| 练习任务 |
请从条目开头起，到含有“[[50, 57, 300, 62]]”的那一行为止（含该行），把这些行完整重写一遍，查询请求也一并照录。答案中的边界框坐标各乘以1.1，再四舍五入为整数（逢0.5进位）。

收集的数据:
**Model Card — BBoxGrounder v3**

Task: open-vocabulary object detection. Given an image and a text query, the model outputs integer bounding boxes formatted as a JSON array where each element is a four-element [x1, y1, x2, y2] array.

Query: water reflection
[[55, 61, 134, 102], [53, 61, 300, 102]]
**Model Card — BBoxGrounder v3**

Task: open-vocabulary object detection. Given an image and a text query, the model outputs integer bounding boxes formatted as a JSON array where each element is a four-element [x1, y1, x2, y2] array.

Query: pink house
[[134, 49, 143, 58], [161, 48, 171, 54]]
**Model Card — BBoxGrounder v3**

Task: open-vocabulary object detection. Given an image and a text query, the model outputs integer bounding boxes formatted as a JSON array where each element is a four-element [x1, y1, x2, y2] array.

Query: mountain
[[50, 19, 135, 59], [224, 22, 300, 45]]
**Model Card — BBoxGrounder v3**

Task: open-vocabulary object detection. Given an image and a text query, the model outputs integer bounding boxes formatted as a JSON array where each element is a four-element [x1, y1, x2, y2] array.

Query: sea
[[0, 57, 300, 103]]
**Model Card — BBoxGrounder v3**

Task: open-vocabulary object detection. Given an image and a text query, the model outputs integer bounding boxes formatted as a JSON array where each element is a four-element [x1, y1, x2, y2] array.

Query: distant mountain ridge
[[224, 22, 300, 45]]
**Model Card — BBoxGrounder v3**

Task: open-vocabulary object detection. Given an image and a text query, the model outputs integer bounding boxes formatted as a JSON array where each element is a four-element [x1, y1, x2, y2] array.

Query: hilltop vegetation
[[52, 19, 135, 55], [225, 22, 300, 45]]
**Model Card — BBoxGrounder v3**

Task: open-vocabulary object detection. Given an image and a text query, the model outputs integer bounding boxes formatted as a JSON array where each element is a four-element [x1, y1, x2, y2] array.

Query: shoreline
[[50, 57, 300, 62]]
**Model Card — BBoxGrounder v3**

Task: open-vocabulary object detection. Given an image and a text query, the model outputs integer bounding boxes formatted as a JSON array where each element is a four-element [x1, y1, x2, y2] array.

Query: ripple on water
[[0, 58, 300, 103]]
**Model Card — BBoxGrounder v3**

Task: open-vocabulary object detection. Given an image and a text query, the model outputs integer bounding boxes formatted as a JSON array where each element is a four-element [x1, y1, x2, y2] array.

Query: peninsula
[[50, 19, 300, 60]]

| 练习结果 |
**Model Card — BBoxGrounder v3**

Task: open-vocabulary object detection. Given an image and a text query, the model outputs integer bounding boxes formatted as a JSON array where each element is a four-element [x1, y1, x2, y2] array.

Query: water reflection
[[61, 67, 147, 112], [58, 67, 330, 112]]
**Model Card — BBoxGrounder v3**

Task: open-vocabulary object detection. Given an image and a text query, the model outputs integer bounding boxes formatted as a JSON array where each element is a four-element [x1, y1, x2, y2] array.

Query: pink house
[[147, 54, 157, 64], [177, 53, 188, 59]]
**Model Card — BBoxGrounder v3**

Task: open-vocabulary object detection. Given an image and a text query, the model outputs integer bounding boxes formatted as a JSON array where each element is a four-element [x1, y1, x2, y2] array.

Query: mountain
[[55, 21, 149, 65], [246, 24, 330, 50]]
**Model Card — BBoxGrounder v3**

Task: open-vocabulary object detection. Given an image and a text query, the model outputs integer bounding boxes formatted as a JSON array where each element is a four-element [x1, y1, x2, y2] array.

Query: sea
[[0, 63, 330, 113]]
**Model Card — BBoxGrounder v3**

Task: open-vocabulary object detection. Given an image and a text query, the model outputs integer bounding boxes formatted as a JSON array where each element is a four-element [x1, y1, x2, y2] array.

Query: distant mountain ridge
[[246, 24, 330, 50]]
**Model Card — BBoxGrounder v3**

Task: open-vocabulary object detection. Given an image and a text query, the model outputs integer bounding boxes formatted as a JSON array where each element is a four-element [x1, y1, x2, y2] array.

Query: hilltop vegetation
[[57, 21, 149, 61], [248, 24, 330, 50]]
**Model Card — BBoxGrounder v3**

Task: open-vocabulary object detection. Given an image and a text query, the model outputs integer bounding boxes formatted as a JSON array where each element is a four-element [x1, y1, x2, y2] array.

Query: shoreline
[[55, 63, 330, 68]]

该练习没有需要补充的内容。